Data to process section start
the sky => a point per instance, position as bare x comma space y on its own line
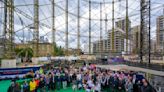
20, 21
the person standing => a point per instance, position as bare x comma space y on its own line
146, 87
129, 86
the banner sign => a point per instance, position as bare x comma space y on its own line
17, 71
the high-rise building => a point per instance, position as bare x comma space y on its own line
122, 24
135, 39
160, 33
119, 36
135, 34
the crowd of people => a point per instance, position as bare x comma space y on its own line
89, 78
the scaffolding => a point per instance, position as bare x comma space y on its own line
9, 28
36, 28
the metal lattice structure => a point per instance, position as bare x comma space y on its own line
75, 23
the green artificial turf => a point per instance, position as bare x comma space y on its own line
4, 85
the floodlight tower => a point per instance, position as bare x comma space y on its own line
9, 28
89, 26
113, 48
145, 29
78, 28
66, 28
36, 28
53, 23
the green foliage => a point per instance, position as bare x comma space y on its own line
24, 52
58, 51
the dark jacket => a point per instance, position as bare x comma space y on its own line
147, 88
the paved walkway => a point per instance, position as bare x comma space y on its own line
126, 67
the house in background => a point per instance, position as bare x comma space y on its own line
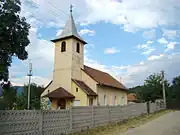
75, 84
132, 98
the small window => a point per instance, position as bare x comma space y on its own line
78, 48
63, 46
105, 102
90, 101
76, 89
115, 100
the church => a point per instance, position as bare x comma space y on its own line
75, 84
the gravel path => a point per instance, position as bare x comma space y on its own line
168, 124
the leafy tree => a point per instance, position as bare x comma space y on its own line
153, 88
13, 35
8, 99
35, 95
173, 98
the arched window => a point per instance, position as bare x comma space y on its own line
63, 46
78, 48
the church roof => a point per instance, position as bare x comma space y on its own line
59, 93
103, 78
69, 31
85, 88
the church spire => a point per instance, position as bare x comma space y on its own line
70, 29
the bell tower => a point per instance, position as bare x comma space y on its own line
69, 55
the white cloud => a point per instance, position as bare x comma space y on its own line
58, 32
170, 46
162, 40
111, 50
155, 57
146, 49
151, 34
87, 32
169, 33
34, 79
136, 74
149, 42
131, 14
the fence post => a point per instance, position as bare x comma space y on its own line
109, 112
93, 116
148, 107
70, 121
41, 122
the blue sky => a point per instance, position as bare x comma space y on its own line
129, 39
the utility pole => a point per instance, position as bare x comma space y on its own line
163, 86
29, 85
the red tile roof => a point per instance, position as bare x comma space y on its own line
59, 93
85, 88
103, 78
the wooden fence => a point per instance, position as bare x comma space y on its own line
56, 122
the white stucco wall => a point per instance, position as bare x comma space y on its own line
110, 96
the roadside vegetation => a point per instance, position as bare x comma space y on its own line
120, 127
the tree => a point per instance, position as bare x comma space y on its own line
174, 92
8, 99
153, 87
14, 33
35, 97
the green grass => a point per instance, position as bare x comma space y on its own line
113, 129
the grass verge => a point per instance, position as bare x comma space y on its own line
113, 129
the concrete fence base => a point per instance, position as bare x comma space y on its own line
56, 122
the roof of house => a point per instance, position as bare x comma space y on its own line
103, 78
132, 97
69, 31
59, 93
85, 88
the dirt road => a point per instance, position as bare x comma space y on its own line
168, 124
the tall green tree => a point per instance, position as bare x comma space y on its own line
174, 93
13, 35
153, 87
8, 99
35, 97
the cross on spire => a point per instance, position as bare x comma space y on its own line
71, 6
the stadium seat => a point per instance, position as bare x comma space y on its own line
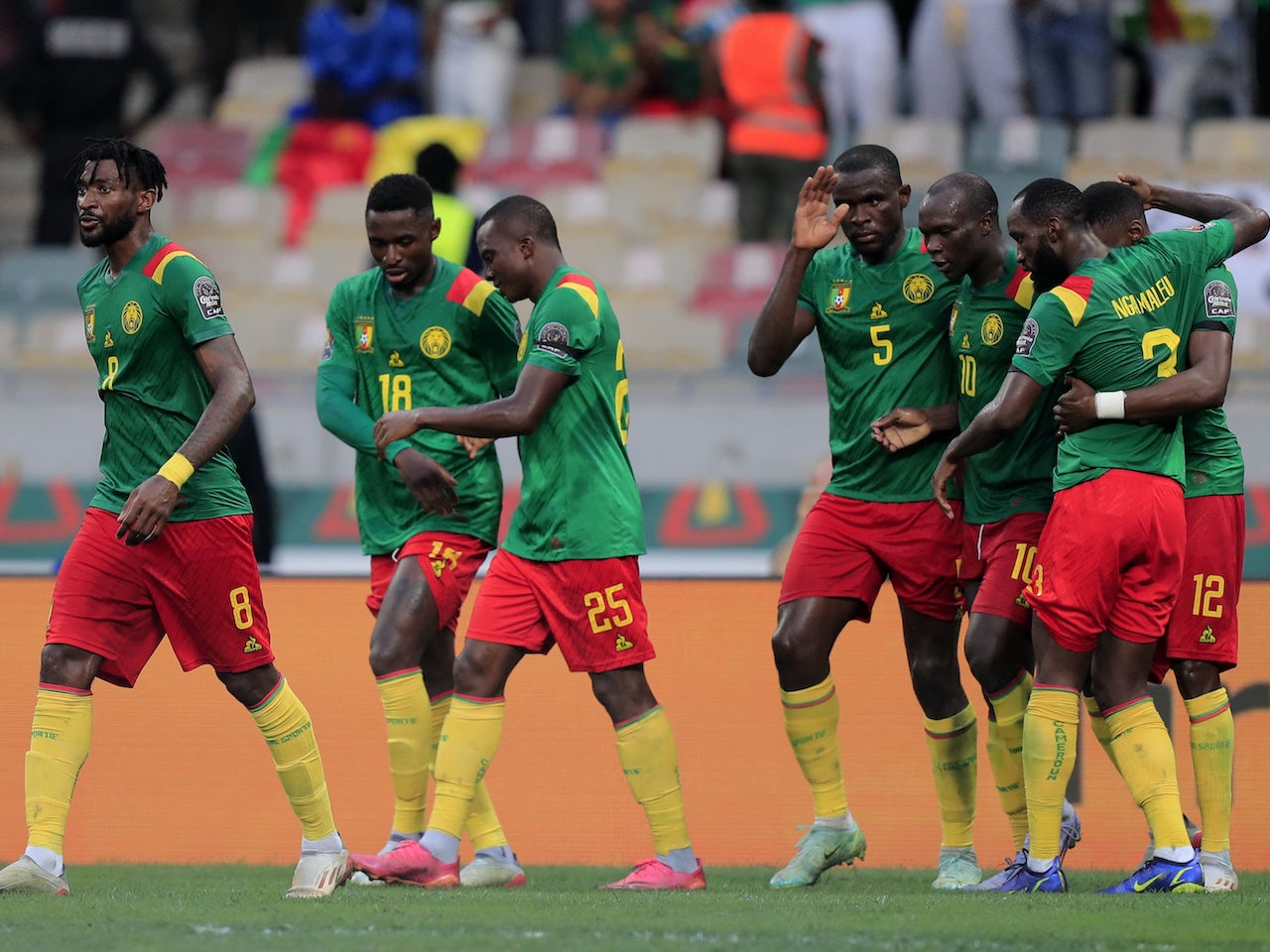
536, 87
1015, 153
659, 334
535, 155
399, 143
1105, 148
200, 151
737, 284
697, 140
644, 193
928, 149
259, 91
41, 280
1225, 150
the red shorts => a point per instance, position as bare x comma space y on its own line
1110, 558
449, 561
592, 608
1000, 556
198, 583
1206, 622
847, 547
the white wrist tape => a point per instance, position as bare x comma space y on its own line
1109, 405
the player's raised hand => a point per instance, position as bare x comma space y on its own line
944, 472
148, 511
429, 480
1076, 409
1141, 185
813, 225
901, 428
393, 425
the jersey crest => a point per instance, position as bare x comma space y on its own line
131, 317
992, 329
435, 341
363, 335
919, 289
839, 298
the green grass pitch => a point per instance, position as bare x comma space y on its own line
178, 907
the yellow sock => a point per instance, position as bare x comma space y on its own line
1213, 757
468, 742
1144, 757
812, 726
62, 733
651, 762
408, 716
1098, 725
483, 825
953, 746
1006, 753
289, 731
1049, 758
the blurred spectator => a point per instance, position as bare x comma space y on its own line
858, 61
674, 70
229, 30
1178, 37
1070, 58
602, 75
437, 166
1261, 54
767, 66
68, 80
365, 60
475, 45
965, 54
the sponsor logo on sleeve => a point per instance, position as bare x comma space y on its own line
1218, 299
207, 294
1026, 338
554, 338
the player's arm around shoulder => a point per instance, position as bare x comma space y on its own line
785, 320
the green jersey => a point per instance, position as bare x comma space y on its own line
451, 344
883, 331
1016, 475
1214, 462
1118, 322
141, 329
578, 495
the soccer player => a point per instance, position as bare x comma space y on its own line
568, 571
1102, 588
1203, 638
420, 327
1007, 490
880, 308
166, 547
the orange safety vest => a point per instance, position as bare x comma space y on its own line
762, 62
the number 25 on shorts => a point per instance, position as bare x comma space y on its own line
607, 610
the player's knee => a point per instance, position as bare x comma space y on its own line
1197, 678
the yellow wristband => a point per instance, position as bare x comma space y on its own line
178, 468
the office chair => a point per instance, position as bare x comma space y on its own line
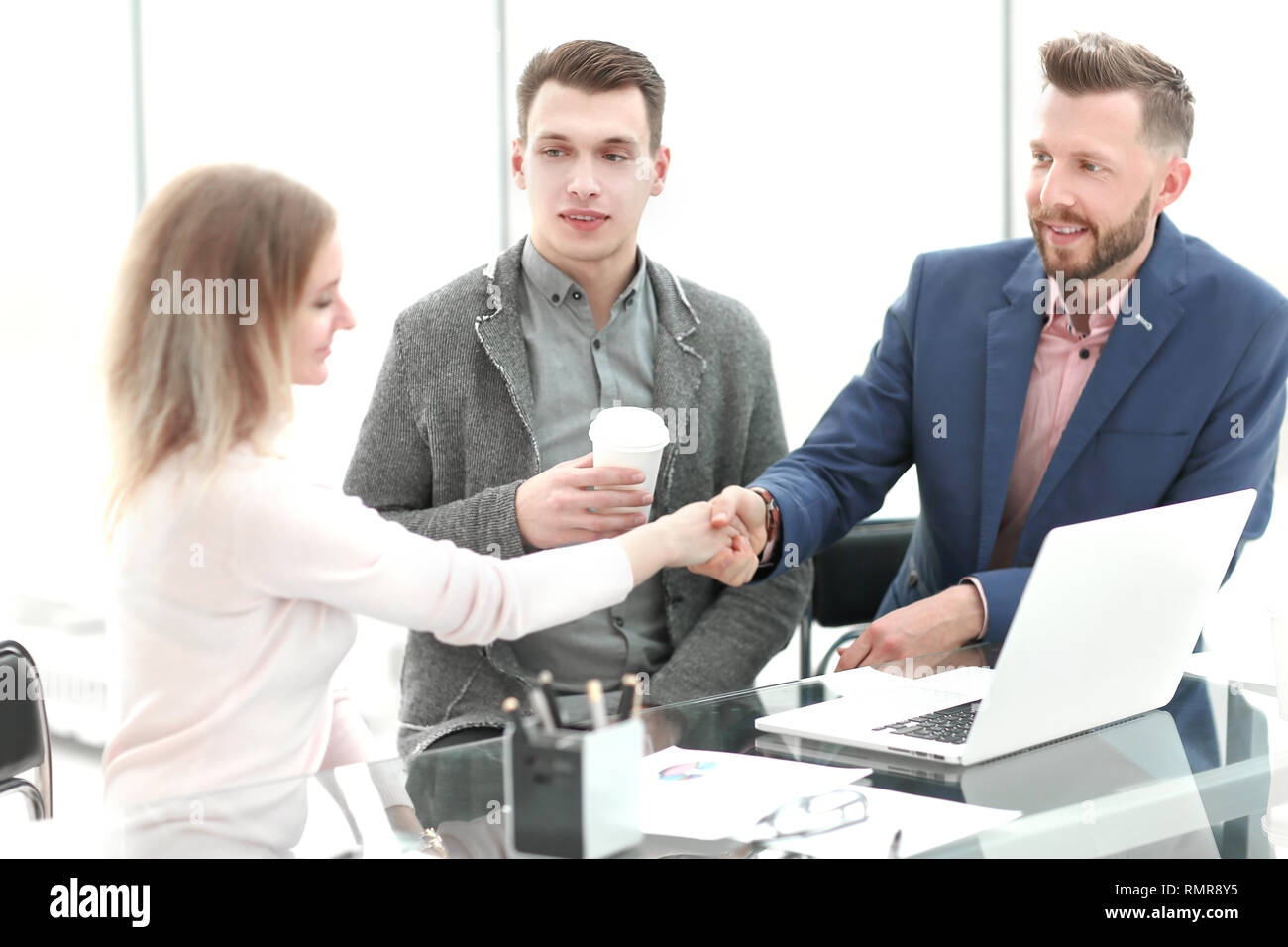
24, 731
850, 579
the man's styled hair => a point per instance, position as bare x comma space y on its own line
593, 65
1099, 62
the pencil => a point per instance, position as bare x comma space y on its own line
546, 682
595, 697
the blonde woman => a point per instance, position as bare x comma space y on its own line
236, 575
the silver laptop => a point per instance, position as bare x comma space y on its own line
1108, 618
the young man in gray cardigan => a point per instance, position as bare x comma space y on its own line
477, 429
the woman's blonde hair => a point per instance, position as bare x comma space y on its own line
180, 371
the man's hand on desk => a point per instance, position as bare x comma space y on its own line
746, 513
940, 622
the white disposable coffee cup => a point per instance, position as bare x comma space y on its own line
630, 437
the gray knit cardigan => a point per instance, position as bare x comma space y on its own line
449, 440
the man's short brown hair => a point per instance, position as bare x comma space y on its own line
593, 65
1099, 62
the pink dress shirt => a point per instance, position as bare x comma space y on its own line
1060, 369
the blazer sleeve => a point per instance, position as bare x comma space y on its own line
297, 540
391, 472
1220, 462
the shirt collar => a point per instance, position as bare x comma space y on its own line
555, 286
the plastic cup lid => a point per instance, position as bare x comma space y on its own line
630, 429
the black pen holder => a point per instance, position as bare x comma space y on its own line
574, 793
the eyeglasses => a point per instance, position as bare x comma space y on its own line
806, 817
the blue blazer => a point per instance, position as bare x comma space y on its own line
1186, 407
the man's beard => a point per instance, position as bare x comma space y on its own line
1111, 248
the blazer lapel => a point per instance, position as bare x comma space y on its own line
678, 365
1013, 342
1127, 351
501, 335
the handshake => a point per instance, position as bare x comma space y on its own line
576, 501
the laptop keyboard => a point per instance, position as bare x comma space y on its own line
948, 725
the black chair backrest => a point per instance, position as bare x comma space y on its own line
851, 575
22, 744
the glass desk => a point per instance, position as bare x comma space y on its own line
1193, 780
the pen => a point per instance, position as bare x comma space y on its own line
595, 697
630, 684
510, 705
546, 681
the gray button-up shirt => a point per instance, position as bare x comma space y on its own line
575, 369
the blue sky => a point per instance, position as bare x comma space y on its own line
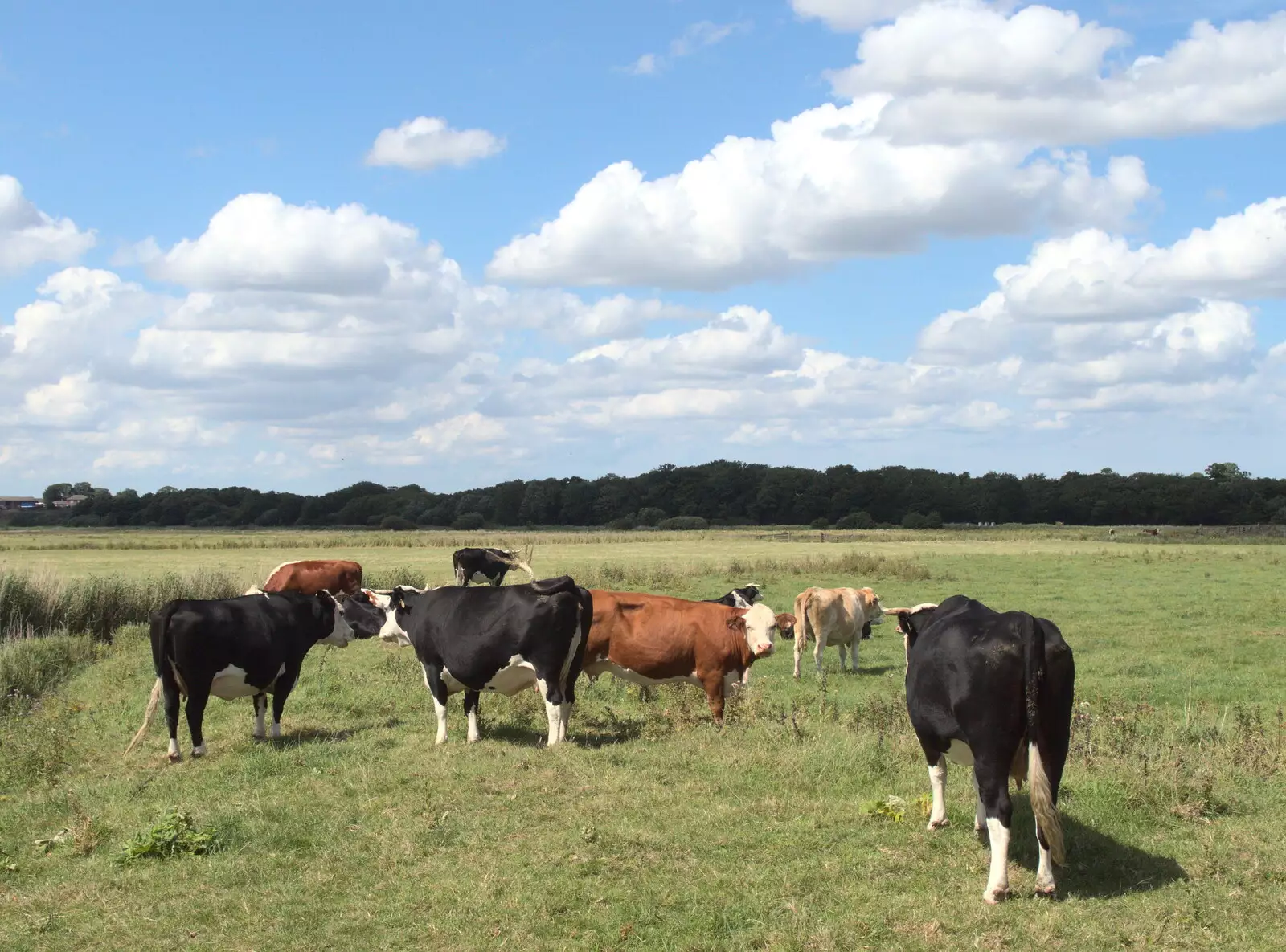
186, 300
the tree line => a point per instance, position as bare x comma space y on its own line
715, 493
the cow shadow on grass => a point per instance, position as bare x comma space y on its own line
1097, 866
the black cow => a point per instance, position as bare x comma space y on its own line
993, 690
739, 598
248, 647
486, 566
498, 640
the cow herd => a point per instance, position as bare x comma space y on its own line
984, 688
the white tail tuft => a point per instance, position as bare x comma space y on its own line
147, 717
1043, 806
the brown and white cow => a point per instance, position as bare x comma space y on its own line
655, 640
313, 576
833, 617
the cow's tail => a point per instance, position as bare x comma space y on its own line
1038, 778
160, 626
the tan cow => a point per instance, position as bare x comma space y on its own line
313, 576
833, 617
653, 640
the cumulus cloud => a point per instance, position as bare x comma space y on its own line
694, 38
821, 189
960, 70
29, 235
428, 141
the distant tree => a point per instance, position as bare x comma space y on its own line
57, 491
1226, 472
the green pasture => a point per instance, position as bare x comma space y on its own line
797, 827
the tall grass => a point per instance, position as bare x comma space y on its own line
40, 604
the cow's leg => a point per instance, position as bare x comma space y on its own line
260, 709
434, 682
938, 784
714, 695
555, 701
281, 692
471, 712
170, 690
993, 784
196, 711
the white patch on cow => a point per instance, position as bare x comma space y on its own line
473, 725
760, 626
231, 684
516, 676
938, 784
439, 708
960, 753
604, 666
260, 709
998, 880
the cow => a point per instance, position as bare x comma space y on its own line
835, 617
739, 598
313, 576
488, 566
248, 647
993, 690
906, 626
497, 640
655, 639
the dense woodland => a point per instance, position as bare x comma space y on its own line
718, 493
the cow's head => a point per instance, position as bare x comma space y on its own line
392, 632
762, 627
871, 607
364, 615
341, 632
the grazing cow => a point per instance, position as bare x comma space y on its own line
739, 598
313, 576
835, 617
248, 647
488, 566
993, 690
653, 639
498, 640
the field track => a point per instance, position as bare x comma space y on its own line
653, 829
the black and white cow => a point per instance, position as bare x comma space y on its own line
248, 647
993, 690
498, 640
739, 598
486, 566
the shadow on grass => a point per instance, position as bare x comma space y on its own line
1097, 866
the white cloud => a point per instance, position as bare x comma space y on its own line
29, 235
428, 141
821, 189
260, 242
694, 38
852, 14
956, 71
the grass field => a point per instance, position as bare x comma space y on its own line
653, 829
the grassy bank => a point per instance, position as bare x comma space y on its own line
656, 830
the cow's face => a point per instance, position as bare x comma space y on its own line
Data to process section end
→ **About this task**: Each line from the one with "the grass field" through the end of the records above should be written out exactly. No other line should appear.

→ **The completed task**:
the grass field => a point per instance, position as bare x comma space y on its own line
653, 829
the grassy bank => a point per instance, position as bare x comma space y on its own line
656, 830
the cow's face => a point per instance, position as bare x comma space y on its own line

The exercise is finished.